Start of Extracted information

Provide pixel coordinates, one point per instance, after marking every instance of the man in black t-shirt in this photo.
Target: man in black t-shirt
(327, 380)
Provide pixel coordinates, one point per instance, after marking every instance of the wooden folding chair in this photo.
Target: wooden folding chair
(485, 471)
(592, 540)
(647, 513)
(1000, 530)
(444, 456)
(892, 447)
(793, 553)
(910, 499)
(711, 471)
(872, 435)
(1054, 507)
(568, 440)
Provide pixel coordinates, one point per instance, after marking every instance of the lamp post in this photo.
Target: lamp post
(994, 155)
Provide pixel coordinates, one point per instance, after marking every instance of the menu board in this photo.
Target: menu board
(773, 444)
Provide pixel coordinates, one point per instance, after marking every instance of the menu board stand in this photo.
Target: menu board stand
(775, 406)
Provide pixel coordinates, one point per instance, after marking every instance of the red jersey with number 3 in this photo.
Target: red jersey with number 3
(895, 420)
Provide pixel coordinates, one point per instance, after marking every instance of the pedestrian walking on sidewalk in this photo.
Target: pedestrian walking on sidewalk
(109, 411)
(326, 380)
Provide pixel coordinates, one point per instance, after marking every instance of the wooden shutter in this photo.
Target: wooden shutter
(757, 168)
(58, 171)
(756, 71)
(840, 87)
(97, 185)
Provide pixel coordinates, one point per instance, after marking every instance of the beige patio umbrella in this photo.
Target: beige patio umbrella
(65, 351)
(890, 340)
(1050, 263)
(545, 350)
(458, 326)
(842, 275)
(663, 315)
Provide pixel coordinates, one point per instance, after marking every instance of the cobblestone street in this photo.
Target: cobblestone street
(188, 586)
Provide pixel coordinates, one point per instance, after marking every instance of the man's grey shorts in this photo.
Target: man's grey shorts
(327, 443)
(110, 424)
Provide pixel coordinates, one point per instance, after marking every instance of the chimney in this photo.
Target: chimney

End of Extracted information

**Problem requirements:** Could you write out, exactly as given, the lines from the one holding "Target: cobblestone street" through the end of the listing, and nothing else?

**Completed exercise:**
Target: cobblestone street
(188, 586)
Provide pixel coordinates, one point per instance, after marking every instance of the man's grey shorts in this photo.
Target: man's grey shorts
(327, 443)
(110, 424)
Provide pixel coordinates, one point per instance, after marking every instance of the chimney in this photo.
Target: chimney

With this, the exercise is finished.